* **WORK REQUIRED**
Write out the lines of the material word for word, leaving out the pictures.

(Mask labeling examples)

========================

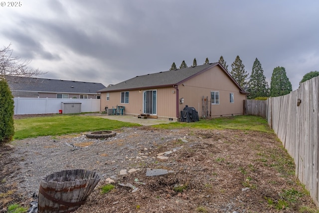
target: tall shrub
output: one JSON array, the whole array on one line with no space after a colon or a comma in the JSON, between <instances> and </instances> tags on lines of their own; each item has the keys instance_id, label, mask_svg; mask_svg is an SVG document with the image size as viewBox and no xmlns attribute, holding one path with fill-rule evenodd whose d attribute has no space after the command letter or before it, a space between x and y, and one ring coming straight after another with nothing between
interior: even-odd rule
<instances>
[{"instance_id":1,"label":"tall shrub","mask_svg":"<svg viewBox=\"0 0 319 213\"><path fill-rule=\"evenodd\" d=\"M14 134L13 98L7 83L0 78L0 145L10 142Z\"/></svg>"}]
</instances>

========================

* **EXERCISE ANSWER**
target: tall shrub
output: one JSON array, the whole array on one line with no space after a colon or a comma in the JSON, between <instances> and </instances> tags on lines of their own; each item has the keys instance_id, label, mask_svg; mask_svg is an SVG document with the image size as viewBox and no xmlns attribute, holding one path with fill-rule evenodd whose d attribute has no space after the command letter or before it, a space between x and y, and one ring coming straight after another with nothing between
interior: even-odd rule
<instances>
[{"instance_id":1,"label":"tall shrub","mask_svg":"<svg viewBox=\"0 0 319 213\"><path fill-rule=\"evenodd\" d=\"M14 134L13 98L7 83L0 78L0 145L10 142Z\"/></svg>"}]
</instances>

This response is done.